* **Documento original**
__________________________________________________

15 de Setembro de 2025
CARPINEJAR
O fim do mundo chegou
Espiritualmente, a sensação é de fim de mundo. Estamos tão estremecidos que nem reparamos no quanto nos tornamos desumanos. No início do século passado, o bardo inglês T. S. Eliot vaticinou o nosso esgotamento no poema Os Homens Vazios: o mundo termina não com um estrondo, mas com um suspiro.
Não são as bombas que vão exterminar a espécie, mas a ausência de compaixão. O suspiro de que fala Eliot seria a mais profunda resignação. O completo conformismo. A inércia da cordialidade. A passividade atroz do amor ao pior. Quando banalizamos a maldade e nos acostumamos à violência.
Assim como ninguém ouve o suspiro, a extinção também passa invisível, imperceptível.

__________________________________________________

* **Registros selecionados**
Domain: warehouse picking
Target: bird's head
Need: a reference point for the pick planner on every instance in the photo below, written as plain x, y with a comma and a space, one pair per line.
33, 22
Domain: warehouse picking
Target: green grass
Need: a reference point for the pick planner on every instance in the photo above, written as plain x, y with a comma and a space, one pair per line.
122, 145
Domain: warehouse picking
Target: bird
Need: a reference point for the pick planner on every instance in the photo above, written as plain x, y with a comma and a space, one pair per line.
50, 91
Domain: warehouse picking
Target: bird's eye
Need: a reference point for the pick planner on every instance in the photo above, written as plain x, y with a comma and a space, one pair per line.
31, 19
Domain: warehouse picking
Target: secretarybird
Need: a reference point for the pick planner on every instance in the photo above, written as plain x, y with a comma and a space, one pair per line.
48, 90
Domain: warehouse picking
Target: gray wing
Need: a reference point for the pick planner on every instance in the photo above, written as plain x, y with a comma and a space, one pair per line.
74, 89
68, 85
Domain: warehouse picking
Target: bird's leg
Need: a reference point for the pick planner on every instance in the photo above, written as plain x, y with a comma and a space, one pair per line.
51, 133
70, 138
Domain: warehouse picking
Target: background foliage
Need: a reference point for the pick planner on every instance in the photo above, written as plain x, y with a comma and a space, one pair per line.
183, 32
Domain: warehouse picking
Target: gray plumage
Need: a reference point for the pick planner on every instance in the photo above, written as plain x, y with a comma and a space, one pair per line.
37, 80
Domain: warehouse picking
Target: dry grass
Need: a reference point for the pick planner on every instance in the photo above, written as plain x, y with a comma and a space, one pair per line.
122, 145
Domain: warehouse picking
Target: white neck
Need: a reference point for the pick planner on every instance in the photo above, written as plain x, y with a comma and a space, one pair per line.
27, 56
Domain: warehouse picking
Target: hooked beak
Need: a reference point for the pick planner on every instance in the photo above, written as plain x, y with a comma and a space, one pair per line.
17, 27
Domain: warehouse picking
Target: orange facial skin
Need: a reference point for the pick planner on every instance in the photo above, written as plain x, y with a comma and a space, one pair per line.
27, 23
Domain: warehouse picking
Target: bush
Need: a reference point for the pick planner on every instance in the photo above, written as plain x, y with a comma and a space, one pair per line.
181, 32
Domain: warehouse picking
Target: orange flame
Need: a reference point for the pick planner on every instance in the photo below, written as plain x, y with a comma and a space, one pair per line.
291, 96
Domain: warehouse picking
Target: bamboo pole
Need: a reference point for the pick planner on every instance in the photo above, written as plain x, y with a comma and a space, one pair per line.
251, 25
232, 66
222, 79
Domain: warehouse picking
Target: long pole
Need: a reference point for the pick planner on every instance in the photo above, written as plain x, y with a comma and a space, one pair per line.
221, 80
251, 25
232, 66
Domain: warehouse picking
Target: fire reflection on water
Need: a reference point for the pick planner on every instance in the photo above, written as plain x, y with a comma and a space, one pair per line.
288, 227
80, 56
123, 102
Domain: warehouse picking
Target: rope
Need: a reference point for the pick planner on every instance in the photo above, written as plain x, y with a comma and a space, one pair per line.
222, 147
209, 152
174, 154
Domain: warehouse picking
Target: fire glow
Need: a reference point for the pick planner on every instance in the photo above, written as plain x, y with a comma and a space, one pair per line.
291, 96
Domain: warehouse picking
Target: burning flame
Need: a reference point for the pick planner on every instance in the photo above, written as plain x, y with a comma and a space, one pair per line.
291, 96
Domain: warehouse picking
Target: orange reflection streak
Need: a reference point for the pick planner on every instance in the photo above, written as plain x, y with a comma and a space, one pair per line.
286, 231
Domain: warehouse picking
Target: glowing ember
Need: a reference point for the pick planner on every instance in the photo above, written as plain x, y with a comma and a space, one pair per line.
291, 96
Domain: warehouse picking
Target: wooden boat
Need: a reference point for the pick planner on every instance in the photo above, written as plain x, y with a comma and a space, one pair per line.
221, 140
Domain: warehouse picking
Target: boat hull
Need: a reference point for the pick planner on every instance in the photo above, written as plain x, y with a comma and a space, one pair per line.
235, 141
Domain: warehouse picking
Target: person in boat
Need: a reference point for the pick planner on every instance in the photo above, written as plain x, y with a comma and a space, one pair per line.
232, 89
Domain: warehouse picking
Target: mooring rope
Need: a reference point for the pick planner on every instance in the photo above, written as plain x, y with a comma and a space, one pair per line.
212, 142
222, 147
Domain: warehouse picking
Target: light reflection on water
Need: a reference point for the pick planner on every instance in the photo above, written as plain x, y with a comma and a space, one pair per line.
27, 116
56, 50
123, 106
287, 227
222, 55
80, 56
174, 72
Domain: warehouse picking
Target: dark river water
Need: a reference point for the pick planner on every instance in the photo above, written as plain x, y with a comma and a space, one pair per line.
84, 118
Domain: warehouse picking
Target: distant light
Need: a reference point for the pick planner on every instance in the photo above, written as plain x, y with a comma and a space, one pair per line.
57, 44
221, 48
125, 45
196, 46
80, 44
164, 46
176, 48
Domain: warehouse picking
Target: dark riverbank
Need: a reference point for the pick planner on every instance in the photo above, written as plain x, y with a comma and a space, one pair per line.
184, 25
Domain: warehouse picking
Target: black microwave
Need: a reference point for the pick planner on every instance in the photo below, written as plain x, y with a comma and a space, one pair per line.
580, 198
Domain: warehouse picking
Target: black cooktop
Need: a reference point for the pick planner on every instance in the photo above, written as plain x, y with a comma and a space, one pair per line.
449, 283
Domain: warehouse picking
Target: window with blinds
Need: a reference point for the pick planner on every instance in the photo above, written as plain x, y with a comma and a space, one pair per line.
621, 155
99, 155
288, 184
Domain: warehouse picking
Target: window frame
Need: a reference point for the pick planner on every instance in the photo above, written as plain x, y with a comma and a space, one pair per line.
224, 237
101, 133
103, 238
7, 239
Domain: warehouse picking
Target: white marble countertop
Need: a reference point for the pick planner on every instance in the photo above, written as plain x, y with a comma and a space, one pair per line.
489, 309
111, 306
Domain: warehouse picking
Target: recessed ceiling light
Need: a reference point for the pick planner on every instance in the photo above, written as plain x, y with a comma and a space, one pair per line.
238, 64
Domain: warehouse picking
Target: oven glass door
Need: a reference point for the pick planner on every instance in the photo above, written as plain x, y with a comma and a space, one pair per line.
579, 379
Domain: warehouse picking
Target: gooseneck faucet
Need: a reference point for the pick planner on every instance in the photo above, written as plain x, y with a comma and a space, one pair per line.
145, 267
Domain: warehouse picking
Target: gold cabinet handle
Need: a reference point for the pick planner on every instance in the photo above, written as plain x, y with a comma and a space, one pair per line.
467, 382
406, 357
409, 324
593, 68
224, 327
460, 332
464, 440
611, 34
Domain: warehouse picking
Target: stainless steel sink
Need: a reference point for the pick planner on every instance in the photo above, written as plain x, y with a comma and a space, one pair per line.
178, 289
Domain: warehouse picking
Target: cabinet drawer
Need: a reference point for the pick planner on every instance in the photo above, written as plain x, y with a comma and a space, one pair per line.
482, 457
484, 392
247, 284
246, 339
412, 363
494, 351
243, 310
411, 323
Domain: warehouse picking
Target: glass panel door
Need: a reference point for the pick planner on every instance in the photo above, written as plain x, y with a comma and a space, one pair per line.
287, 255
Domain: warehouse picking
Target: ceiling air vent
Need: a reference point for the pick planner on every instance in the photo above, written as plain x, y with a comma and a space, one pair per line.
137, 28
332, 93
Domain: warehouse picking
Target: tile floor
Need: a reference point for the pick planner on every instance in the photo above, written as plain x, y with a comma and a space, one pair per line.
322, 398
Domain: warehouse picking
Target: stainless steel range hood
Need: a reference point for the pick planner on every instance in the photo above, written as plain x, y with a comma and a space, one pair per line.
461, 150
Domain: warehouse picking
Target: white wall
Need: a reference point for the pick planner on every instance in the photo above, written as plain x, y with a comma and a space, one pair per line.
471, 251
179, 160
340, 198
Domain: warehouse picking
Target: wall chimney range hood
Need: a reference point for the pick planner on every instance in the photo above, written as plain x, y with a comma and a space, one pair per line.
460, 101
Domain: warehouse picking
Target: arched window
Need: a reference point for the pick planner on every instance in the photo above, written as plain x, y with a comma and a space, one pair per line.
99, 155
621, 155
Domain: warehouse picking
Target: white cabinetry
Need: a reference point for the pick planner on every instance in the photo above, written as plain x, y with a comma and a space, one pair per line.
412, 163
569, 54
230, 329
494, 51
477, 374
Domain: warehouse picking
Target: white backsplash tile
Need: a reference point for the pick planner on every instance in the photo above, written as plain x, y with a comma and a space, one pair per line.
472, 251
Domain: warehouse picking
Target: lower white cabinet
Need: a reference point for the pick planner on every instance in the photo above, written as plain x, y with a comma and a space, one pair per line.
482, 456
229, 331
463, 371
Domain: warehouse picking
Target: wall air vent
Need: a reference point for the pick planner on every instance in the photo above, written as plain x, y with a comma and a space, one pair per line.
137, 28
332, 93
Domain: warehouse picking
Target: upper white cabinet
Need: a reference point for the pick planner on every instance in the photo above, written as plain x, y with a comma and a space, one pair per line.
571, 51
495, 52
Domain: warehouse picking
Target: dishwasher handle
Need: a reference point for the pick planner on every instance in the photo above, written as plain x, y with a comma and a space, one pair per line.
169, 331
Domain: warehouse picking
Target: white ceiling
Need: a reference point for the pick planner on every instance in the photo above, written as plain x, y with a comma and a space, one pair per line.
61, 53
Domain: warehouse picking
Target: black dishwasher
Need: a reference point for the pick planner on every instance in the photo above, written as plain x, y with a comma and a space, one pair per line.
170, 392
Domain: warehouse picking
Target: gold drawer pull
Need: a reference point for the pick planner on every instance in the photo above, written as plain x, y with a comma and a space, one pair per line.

__________________________________________________

* **Exercícios propostos**
[1] Copie palavra por palavra o trecho do texto sobre o fim do mundo que começa em "15 de Setembro" e vai até "passa invisível, imperceptível.", incluindo essas últimas palavras.
[2] Traduza para o inglês esta frase do texto sobre o fim do mundo: "Não são as bombas que vão exterminar a espécie, mas a ausência de compaixão."

* **Respostas finais**
[1]
15 de Setembro de 2025
CARPINEJAR
O fim do mundo chegou
Espiritualmente, a sensação é de fim de mundo. Estamos tão estremecidos que nem reparamos no quanto nos tornamos desumanos. No início do século passado, o bardo inglês T. S. Eliot vaticinou o nosso esgotamento no poema Os Homens Vazios: o mundo termina não com um estrondo, mas com um suspiro.
Não são as bombas que vão exterminar a espécie, mas a ausência de compaixão. O suspiro de que fala Eliot seria a mais profunda resignação. O completo conformismo. A inércia da cordialidade. A passividade atroz do amor ao pior. Quando banalizamos a maldade e nos acostumamos à violência.
Assim como ninguém ouve o suspiro, a extinção também passa invisível, imperceptível.

[2] It is not bombs that will wipe out the species, but the absence of compassion.